● JOB
Please select every line in the entries below that contains the word "leaf". Case counts.

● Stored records
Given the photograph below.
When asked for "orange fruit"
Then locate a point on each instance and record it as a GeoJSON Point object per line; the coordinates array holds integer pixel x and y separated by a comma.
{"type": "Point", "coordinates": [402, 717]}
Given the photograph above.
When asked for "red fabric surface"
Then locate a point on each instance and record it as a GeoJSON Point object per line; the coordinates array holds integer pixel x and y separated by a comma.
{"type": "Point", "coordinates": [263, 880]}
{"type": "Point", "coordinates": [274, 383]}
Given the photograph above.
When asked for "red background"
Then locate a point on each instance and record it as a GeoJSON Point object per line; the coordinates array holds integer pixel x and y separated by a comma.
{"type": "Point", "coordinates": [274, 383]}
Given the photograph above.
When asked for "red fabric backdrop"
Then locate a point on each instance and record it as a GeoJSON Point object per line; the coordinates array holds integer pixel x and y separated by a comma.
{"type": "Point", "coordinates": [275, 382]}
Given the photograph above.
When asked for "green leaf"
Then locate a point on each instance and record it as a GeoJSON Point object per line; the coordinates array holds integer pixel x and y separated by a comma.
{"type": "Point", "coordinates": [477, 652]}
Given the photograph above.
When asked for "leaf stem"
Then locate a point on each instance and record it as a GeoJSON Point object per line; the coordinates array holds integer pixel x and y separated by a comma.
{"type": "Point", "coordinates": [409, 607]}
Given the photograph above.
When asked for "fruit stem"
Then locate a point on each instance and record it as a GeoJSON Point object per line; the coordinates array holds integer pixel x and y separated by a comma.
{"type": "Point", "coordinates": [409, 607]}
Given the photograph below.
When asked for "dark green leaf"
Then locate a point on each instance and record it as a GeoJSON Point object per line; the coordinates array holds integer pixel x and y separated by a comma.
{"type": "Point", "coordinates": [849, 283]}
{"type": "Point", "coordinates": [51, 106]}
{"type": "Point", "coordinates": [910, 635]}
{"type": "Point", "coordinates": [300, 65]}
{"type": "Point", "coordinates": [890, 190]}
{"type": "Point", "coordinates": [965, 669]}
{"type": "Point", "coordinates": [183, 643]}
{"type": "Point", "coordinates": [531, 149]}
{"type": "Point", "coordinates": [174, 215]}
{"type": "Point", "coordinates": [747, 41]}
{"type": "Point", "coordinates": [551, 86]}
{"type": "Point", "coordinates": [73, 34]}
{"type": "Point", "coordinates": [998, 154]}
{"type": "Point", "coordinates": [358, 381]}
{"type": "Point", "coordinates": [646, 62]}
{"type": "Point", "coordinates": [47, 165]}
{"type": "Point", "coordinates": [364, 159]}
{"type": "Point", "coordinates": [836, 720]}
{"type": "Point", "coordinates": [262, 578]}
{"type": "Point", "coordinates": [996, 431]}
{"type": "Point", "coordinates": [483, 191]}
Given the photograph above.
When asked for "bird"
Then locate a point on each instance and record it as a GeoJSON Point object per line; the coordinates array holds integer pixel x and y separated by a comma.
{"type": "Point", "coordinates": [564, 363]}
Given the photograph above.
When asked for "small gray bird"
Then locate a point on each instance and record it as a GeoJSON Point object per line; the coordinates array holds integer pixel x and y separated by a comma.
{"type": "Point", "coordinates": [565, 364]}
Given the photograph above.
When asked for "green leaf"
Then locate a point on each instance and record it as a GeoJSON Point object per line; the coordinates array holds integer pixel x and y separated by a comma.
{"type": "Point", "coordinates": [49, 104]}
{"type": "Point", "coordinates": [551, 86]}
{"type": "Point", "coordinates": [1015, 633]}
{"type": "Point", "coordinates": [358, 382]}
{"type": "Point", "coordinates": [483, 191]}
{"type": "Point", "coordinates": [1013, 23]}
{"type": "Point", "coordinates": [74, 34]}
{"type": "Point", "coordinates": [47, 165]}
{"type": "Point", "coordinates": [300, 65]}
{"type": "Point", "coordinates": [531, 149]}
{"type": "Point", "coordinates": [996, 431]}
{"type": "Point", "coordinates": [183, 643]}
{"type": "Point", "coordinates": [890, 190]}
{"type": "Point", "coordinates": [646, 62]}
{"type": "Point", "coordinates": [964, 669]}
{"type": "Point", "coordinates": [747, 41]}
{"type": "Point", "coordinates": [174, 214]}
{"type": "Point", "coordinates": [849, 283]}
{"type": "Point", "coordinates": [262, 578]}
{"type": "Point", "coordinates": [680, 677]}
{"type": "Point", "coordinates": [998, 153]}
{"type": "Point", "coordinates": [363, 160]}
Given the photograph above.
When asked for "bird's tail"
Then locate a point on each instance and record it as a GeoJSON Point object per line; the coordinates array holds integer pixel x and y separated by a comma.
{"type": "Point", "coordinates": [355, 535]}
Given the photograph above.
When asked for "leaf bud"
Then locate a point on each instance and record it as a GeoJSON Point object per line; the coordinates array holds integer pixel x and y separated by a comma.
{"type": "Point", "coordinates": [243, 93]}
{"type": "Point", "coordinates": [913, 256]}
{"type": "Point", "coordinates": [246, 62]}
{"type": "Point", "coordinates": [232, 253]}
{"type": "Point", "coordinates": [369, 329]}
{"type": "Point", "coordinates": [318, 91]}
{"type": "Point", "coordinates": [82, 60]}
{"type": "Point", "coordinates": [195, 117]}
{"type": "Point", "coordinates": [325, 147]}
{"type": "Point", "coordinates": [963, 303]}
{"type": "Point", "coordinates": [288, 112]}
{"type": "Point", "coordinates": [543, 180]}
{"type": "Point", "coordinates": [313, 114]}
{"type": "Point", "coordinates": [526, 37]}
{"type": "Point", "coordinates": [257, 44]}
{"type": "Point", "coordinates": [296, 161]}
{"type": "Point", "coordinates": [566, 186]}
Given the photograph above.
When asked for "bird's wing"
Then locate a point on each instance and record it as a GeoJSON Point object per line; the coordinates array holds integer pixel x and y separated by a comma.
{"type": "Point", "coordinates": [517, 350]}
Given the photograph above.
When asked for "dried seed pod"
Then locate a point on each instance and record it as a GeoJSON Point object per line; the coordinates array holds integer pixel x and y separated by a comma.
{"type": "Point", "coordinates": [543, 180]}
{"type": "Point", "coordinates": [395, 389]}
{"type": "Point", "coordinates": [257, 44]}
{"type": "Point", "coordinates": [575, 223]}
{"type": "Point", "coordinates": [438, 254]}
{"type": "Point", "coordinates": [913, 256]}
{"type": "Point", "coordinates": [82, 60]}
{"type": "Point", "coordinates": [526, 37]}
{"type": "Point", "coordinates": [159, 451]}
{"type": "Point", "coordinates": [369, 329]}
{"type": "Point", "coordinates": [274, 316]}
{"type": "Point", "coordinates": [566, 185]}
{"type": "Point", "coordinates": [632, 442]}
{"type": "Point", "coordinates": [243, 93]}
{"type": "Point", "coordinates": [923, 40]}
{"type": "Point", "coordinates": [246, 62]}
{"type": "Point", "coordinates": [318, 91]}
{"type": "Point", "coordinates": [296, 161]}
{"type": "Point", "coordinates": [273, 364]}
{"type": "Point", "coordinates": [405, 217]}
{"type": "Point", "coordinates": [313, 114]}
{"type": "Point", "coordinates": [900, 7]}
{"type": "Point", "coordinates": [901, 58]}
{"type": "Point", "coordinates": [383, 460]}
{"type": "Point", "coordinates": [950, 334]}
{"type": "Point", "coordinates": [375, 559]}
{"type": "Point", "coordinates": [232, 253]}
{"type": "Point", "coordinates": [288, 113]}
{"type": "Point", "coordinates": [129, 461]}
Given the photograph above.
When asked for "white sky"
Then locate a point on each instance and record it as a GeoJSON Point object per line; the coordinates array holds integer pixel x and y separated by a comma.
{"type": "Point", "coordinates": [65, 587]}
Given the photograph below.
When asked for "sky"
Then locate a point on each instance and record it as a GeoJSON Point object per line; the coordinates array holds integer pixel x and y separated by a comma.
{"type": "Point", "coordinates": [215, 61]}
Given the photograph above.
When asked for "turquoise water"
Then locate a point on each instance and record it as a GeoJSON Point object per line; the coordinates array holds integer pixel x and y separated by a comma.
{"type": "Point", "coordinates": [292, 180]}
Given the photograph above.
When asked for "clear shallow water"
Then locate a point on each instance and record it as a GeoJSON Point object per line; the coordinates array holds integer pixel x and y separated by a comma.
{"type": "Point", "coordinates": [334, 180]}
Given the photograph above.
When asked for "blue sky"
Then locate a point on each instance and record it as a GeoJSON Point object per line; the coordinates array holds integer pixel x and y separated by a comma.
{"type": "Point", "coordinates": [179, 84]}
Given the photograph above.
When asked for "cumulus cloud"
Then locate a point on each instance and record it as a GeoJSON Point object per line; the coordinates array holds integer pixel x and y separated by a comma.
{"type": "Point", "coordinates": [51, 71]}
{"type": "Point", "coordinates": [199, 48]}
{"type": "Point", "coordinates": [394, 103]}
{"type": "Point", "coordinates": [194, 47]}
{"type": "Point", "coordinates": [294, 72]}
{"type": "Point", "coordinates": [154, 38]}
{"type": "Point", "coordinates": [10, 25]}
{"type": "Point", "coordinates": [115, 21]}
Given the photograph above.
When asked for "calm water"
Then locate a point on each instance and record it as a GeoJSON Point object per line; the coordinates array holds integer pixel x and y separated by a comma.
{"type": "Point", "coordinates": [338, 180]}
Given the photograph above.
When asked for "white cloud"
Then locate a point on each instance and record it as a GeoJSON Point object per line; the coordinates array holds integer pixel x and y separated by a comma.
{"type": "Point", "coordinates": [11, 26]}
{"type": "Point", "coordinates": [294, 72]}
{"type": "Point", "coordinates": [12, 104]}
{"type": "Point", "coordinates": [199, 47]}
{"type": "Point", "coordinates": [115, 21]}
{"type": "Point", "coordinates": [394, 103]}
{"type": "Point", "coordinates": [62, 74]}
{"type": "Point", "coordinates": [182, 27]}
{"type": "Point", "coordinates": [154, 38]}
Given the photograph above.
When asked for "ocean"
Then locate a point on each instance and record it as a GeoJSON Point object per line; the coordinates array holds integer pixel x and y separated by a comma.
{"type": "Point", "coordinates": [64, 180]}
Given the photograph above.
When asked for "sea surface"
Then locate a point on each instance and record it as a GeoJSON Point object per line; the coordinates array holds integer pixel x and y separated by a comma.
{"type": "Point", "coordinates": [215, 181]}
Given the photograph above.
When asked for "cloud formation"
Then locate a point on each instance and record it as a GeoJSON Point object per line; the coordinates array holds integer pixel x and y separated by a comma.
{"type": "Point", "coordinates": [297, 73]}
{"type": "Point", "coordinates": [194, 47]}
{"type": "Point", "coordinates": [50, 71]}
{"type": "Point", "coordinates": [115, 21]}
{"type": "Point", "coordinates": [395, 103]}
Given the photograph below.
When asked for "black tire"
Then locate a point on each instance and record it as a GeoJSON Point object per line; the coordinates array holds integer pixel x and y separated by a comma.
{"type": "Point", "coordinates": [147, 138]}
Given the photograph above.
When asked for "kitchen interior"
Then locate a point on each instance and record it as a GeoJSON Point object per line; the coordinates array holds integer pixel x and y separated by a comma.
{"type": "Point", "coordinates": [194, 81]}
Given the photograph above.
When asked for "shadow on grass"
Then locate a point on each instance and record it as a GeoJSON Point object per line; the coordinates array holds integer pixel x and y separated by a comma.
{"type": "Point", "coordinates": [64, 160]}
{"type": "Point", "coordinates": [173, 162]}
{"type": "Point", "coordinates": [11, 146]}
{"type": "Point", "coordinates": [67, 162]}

● SOLUTION FOR THIS EXERCISE
When asked for "green leaf"
When asked for "leaf stem"
When asked for "dark green leaf"
When asked for "green leaf"
When asked for "leaf bud"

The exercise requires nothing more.